Recently we have been challenged by Pope Francis’ encyclical letter, “Laudato Si’,” which he opens with a quote from St. Francis’ famous Canticle of the Creatures. I think it would be fair to say this is truly a “Franciscan” encyclical! Pope Francis begins, “LAUDATO SI’, mi’ Signore” – “Praise be to you, my Lord”. In the words of this beautiful canticle, St. Francis reminds us that our common home is like a sister with whom we share our life and a beautiful mother who opens her arms to embrace us: “Praise be to you, my Lord, through our Sister, Mother Earth, who sustains and governs us, and who produces various fruit with colored flowers and herbs”(No. 1).
 
Pope Francis calls all of us, especially those committed to the Franciscan tradition, to take seriously St. Francis’ profound theological beliefs about seeing God embedded in a spectacularly interconnected world—God as the source of each and every creature, no matter how small.
We read: “(St. Francis’) response to the world around him was so much more than intellectual appreciation or economic calculus, for to him each and every creature was a sister united to him by bonds of affection…Such a conviction cannot be written off as naïve romanticism, for it affects the choices which determine our behavior” (No. 11).

▶ _Information shown_:
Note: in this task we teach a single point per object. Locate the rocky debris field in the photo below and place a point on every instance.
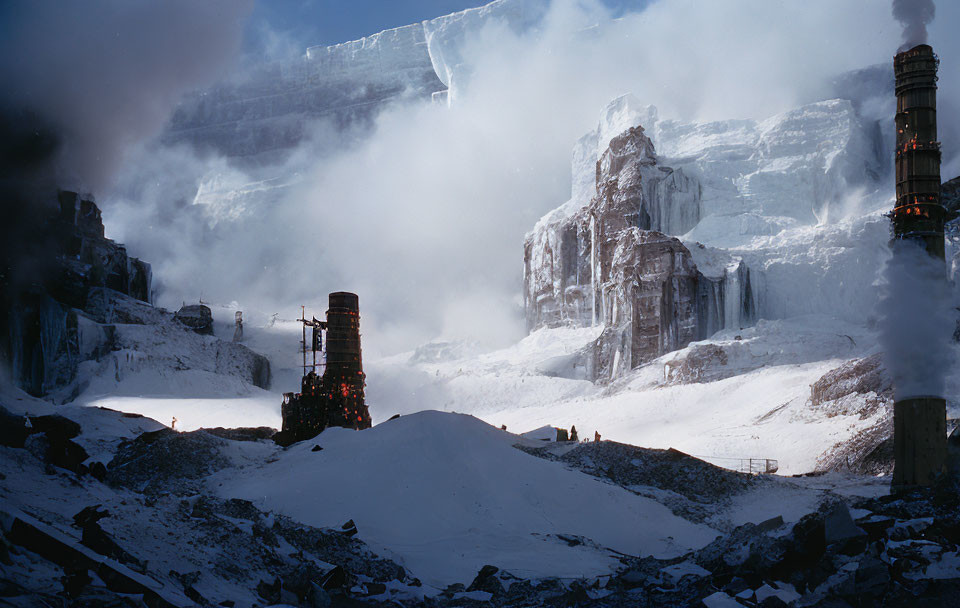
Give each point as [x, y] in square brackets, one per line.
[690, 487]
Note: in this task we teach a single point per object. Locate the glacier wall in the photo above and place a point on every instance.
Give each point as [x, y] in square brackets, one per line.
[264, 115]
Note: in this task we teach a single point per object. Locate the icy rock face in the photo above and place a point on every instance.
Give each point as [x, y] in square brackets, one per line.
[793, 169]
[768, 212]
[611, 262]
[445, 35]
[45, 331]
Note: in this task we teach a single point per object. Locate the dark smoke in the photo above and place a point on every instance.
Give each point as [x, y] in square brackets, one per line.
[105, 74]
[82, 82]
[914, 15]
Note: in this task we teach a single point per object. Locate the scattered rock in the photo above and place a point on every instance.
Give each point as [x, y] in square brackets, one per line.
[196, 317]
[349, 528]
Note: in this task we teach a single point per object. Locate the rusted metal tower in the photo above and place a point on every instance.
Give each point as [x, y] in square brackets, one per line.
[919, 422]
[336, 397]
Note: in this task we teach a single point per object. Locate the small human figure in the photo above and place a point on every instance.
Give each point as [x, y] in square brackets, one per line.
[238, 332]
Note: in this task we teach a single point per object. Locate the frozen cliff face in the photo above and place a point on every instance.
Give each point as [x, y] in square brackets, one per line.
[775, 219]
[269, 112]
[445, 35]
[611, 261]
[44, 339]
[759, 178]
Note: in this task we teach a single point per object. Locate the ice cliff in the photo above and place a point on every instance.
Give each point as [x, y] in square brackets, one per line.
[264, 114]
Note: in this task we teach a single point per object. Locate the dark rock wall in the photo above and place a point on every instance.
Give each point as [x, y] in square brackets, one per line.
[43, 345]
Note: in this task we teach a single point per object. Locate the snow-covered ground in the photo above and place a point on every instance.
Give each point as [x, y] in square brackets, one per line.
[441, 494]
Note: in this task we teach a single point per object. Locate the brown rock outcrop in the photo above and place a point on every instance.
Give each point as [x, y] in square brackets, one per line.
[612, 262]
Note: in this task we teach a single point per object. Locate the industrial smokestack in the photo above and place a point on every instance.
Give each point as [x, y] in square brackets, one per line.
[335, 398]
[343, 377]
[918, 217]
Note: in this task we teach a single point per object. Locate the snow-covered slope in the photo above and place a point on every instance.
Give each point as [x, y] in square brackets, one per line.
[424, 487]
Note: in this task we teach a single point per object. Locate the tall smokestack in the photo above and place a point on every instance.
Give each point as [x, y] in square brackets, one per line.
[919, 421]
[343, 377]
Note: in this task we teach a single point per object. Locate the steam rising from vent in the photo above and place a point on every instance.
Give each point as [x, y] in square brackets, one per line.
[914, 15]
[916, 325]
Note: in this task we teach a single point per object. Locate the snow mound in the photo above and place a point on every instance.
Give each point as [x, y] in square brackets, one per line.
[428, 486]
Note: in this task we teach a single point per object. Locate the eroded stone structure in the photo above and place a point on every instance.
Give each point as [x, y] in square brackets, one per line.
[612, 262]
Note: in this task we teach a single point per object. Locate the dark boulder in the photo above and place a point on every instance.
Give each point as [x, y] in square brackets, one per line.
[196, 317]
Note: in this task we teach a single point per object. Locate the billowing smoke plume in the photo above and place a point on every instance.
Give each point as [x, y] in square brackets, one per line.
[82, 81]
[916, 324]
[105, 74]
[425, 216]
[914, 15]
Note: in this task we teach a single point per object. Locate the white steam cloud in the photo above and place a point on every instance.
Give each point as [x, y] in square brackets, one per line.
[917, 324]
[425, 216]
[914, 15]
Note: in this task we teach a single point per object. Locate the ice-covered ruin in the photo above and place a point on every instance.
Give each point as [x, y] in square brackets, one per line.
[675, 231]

▶ _Instruction_: In the passage on "Laudato Si'," why does Pope Francis say St. Francis' conviction about creatures cannot be dismissed as naïve romanticism? Answer in one to three sentences.

▶ _Solution_: It cannot be dismissed as naïve romanticism because it affects the choices that determine our behavior. That conviction is St. Francis' view that each and every creature was a sister united to him by bonds of affection.